• Data records:
★ ★ ★ ★ ★ ★ ★

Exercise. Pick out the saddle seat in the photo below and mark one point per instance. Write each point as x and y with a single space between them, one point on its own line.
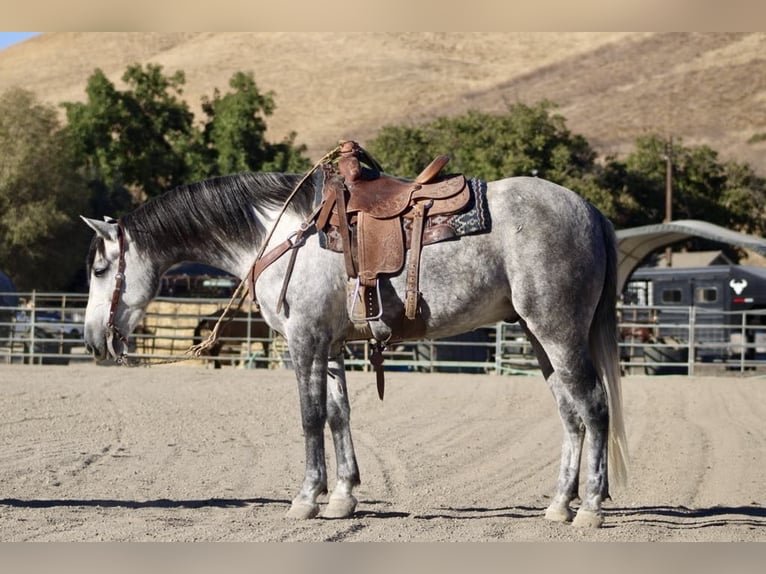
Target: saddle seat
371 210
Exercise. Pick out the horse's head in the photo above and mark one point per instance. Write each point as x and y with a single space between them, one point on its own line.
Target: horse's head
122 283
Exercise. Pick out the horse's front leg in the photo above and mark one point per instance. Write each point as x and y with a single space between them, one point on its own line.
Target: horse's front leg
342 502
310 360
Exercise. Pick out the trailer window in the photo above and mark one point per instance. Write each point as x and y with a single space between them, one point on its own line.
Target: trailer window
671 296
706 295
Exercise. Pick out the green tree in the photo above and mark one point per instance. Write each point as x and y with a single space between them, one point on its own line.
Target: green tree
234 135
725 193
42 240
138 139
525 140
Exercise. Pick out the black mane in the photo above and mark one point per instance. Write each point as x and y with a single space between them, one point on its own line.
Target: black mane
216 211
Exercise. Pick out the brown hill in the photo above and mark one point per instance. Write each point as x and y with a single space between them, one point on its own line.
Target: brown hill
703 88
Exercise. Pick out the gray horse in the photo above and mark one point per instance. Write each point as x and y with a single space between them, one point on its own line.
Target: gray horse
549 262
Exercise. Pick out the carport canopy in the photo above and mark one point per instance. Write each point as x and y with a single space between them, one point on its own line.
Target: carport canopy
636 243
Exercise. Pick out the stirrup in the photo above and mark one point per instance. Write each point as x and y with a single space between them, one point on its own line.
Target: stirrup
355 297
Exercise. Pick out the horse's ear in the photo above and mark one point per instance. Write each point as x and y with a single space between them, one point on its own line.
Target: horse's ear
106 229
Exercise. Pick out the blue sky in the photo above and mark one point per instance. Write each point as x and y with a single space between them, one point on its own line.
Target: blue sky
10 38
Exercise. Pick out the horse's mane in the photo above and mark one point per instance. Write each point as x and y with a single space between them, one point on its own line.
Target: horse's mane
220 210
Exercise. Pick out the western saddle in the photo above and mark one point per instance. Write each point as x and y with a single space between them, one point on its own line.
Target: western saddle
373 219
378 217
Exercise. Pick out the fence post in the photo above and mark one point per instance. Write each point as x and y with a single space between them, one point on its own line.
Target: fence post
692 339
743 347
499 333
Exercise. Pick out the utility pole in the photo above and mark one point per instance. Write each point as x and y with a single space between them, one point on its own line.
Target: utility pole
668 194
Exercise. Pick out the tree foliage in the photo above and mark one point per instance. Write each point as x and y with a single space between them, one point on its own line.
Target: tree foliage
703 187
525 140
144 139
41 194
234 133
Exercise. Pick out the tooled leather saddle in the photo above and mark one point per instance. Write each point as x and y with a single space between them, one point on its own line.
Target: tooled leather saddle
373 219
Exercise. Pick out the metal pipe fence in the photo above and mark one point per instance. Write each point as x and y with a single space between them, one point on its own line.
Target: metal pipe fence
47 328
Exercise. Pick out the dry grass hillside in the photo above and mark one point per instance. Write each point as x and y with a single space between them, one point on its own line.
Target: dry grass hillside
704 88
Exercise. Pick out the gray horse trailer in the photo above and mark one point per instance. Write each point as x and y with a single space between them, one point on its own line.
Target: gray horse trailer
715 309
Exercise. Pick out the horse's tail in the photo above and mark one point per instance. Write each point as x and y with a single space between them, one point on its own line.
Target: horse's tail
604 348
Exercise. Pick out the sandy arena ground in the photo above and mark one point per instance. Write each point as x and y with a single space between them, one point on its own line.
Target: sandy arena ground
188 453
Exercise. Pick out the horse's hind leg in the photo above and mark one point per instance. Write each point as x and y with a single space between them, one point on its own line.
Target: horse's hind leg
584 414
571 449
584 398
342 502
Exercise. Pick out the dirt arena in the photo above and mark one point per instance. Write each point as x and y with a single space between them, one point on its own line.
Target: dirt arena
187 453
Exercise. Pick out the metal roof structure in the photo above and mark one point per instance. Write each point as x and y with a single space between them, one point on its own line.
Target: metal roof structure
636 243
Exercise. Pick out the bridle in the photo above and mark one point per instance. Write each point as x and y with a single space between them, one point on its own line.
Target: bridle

★ ★ ★ ★ ★ ★ ★

Except for the pictures, copy the material above exactly.

Exercise. Pick out the saddle seat in the photo below and mark one point per instance. Write each point as x and y with a single space between them, one point on its own line.
Target: saddle seat
371 210
Exercise. Pick out the horse's head in the photo above and mark one point per instance. Write each point as x and y with a single space between them, one point on its own line.
Target: horse's head
122 283
Exercise. Pick out the horse's front leg in the photo above and mark one point per instance. Write each point as x and y with a single space between them, one point on its own line.
Target: horse's front leg
342 502
310 360
Exercise. Pick out the trailer window in the photo above and mark one point per instance. Write each point as x and y with a single space between them, one point on its own line.
Target: trailer window
671 296
706 295
Exercise. Pick out the green tree in the photo above and mark one point per instance. Write each point as x and y with a single space between them, one point on its own line.
Target: green tree
234 135
725 193
42 240
138 139
525 140
Exercise. Pick out the black mane in the photo above and mark one point per instance. Write each point as x and y with a single space between them, one point on its own line.
Target: black mane
216 211
Exercise. Pick out the brown hill in the photo above and mark one point per instance. Write each point as x and y with a single space between them, one point on its own line.
Target: brown hill
703 88
Exercise. Pick out the gray horse in the photo above and mark one point per instance. Write each point as x and y with a single space between them, one point on its own line.
Target: gray horse
549 262
Exercise. Pick out the carport canopy in the photo above and mark one point per instance. Write each point as x and y with a single space between them, one point on its own line.
Target: carport canopy
636 243
Exercise. Pick out the stirrup in the photo above and mark one point per instance. Write each point as x and y with a single space between them, one point on its own line.
Target: stirrup
355 297
Exercise. Pick out the horse's ear in the photo above and mark one point per instance. Write each point as x and y with a single space between them, one point on its own line.
Target: horse's ear
106 229
Exercise. Pick out the blue sky in the photo above and mark one point per instance. Write each point as x and y with a single space between them, one point on its own line.
Target: blue sky
10 38
Exercise. Pick out the horse's mane in the photo above and mark one point per instance. Write each point as x and y with a single space between them, one point on its own line.
Target: horse's mane
220 210
Exercise. Pick out the western saddle in the photo above and mark one point per instance. Write each point as x and y with a single space between them, one point on its own line.
Target: western saddle
373 219
378 217
Exercise. Pick out the fence post in the photo above and mark one point per instance. Write each point as x and y with a single space between them, one point on its own line.
Target: fence post
692 339
743 347
499 333
Exercise. Pick out the utility pole in the photo above and mark one point per instance. Write each point as x and y with a single space between them, one point on its own line.
Target: utility pole
668 194
Exercise. Pick out the tree foliage in the photo above and mark one point per instance. Write each point as x and y with a single space between them, one point on its own line.
Target: tree foliage
703 187
525 140
144 139
41 194
234 133
Exercise. Pick out the tooled leather saddle in the photo above and mark one point per instance. Write each point as x and y with a single space between them, one point on its own line.
Target: tooled leather saddle
373 219
Exercise. Pick out the metal pipe fence in the photo above and mark one point per instance. Write each point as x and y with a single space between them, one point on its own line.
Target: metal pipe fence
47 328
Exercise. Pick out the dry grass hillside in the photo above and mark one point per instance. Write each point as x and y with a single space between them, one point on its own line.
Target: dry grass hillside
704 88
Exercise. Pick out the gray horse trailer in the photo above and mark one point per instance. Write each point as x and y with a single space between them, one point on its own line.
Target: gray horse trailer
715 309
Exercise. Pick out the horse's tail in the photo above and mark one point per instance. Write each point as x and y with a single space between them, one point on its own line.
Target: horse's tail
604 348
Exercise. Pick out the sandy arena ground in the photo above and mark one point per instance. Write each point as x and y with a single space between them, one point on its own line.
Target: sandy arena ground
188 453
Exercise. Pick out the horse's hind leg in the photo above and mark one point per instance. Write each point as x and y with a single space between them, one point on its own line.
Target: horse's hind leg
584 414
571 449
584 398
342 502
Exercise. Pick out the dirt arena in the photo above and mark one point per instance. Write each point as x and y with a single space between them, one point on its own line.
Target: dirt arena
187 453
Exercise. Pick out the metal roof structure in the photo above and mark one point per instance. Write each point as x and y with a single space between them, one point on its own line.
Target: metal roof structure
636 243
Exercise. Pick out the bridle in the photo above and mark one point per instance. Write each point as x and y with a single space between them, one point on its own line.
Target: bridle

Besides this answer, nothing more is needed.